**Passage for review**
++++++++++
The National Early Warning Score (NEWS) is associated with a reduction in mortality in those patients admitted with a possible diagnosis of sepsis without increasing the overall number of admissions, according to a paper published today in the British Journal of General Practice (BJGP).
Alison Tavaré, one of the paper’s authors has also written a personal account of contracting sepsis in a Viewpoint article in the same edition of the BJGP. Alison is a Bristol GP and Primary Care Clinical Lead at the West of England AHSN. Read Alison’s story.
Use of NEWS in pre-hospital care standardises communication and allows healthcare professionals to track how unwell a patient is one step earlier, rather than on arrival in hospital, so that the patient is seen at the right time in the right place by the appropriate grade of clinician. This is achieved by pre-alerts to the emergency department for the sickest patients, safer management of ambulance queues, objective assessment and effective triage of patients in the emergency department.
In 2015, all healthcare settings across the West of England standardised to NEWS. This major intervention over four years in the West of England, covering a population of 2.4 million patients, promoted the pre-hospital use of NEWS across a number of settings both in acute trusts and in the community.
The focus was intervention at the point of referral from the community to acute care. The score was used by increasing numbers of GPs and, at one centre, 70% of patients had a score recorded on referral. Take-up by the ambulance service and GP out of hours service were key to its success.
++++++++++
**Tasks and exercises**
[A] Reproduce the passage on NEWS and sepsis word for word, starting at "Alison Tavaré, one" and ending at "the emergency department.".
[B] In the passage on NEWS and sepsis, what share of patients at one centre had a score recorded on referral?
[C] Pick up the passage on NEWS and sepsis after its last sentence and carry it on.
The records play no part in this work.

**Records**
++++++++++
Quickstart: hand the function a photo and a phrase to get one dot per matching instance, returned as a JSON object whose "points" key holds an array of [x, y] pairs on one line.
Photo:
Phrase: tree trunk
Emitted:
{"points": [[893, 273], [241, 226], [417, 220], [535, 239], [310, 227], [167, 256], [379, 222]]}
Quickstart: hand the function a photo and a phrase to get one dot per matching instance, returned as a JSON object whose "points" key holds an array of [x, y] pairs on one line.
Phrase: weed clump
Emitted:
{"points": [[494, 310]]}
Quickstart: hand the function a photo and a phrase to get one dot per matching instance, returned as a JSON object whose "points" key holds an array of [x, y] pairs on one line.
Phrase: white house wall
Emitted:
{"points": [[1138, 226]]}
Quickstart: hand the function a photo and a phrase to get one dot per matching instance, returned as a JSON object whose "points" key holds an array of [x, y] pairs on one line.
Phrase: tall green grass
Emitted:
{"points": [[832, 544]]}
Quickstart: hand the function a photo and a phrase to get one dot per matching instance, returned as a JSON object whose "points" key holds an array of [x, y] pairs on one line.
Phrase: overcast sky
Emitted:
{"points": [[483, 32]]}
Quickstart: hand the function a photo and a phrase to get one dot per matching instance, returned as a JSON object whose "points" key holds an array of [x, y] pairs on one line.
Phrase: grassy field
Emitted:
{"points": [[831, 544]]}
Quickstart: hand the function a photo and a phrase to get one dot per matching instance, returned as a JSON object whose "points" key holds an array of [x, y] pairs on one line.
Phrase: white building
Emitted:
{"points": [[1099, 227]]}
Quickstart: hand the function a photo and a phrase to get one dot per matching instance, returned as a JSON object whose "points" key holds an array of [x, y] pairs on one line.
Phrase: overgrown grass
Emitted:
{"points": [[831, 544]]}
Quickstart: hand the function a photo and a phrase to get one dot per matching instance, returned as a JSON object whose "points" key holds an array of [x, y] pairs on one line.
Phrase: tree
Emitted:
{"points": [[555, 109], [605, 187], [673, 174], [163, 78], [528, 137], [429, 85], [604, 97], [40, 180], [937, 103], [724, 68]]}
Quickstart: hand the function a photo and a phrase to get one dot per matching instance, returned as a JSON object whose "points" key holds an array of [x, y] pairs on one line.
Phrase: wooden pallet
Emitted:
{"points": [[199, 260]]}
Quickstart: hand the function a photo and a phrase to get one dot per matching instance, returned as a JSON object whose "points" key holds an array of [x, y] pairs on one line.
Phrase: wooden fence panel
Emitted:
++++++++++
**Your written answers**
[A]
Alison Tavaré, one of the paper’s authors has also written a personal account of contracting sepsis in a Viewpoint article in the same edition of the BJGP. Alison is a Bristol GP and Primary Care Clinical Lead at the West of England AHSN. Read Alison’s story.
Use of NEWS in pre-hospital care standardises communication and allows healthcare professionals to track how unwell a patient is one step earlier, rather than on arrival in hospital, so that the patient is seen at the right time in the right place by the appropriate grade of clinician. This is achieved by pre-alerts to the emergency department for the sickest patients, safer management of ambulance queues, objective assessment and effective triage of patients in the emergency department.

[B] 70%

[C]
Not all the benefit could be attributed to the intervention alone as there had already been increasing community awareness of the risks of sepsis, but the improvement in mortality was not seen in the rest of England over the time period of the project.
Anne Pullyblank, Medical Director at the West of England AHSN, and lead author of the paper said: “In the West of England, we standardised to NEWS in all our acute hospitals and introduced NEWS to all community settings in 2015. NEWS was used as a common language across the system, to facilitate handover of care and to escalate treatment earlier in the referral pathway of acutely unwell patients. This led to a reduction in mortality from suspicion of sepsis compared to the rest of England.”
These findings were published just two days after another paper in the BJGP, which indicated that recording NEWS when a patient is urgently referred to hospital can improve the process of care for the sickest patients and reduce the time taken to get to hospital. The study was funded by National Institute for Health Research (NIHR) at the University of Bristol and supported by the West of England AHSN.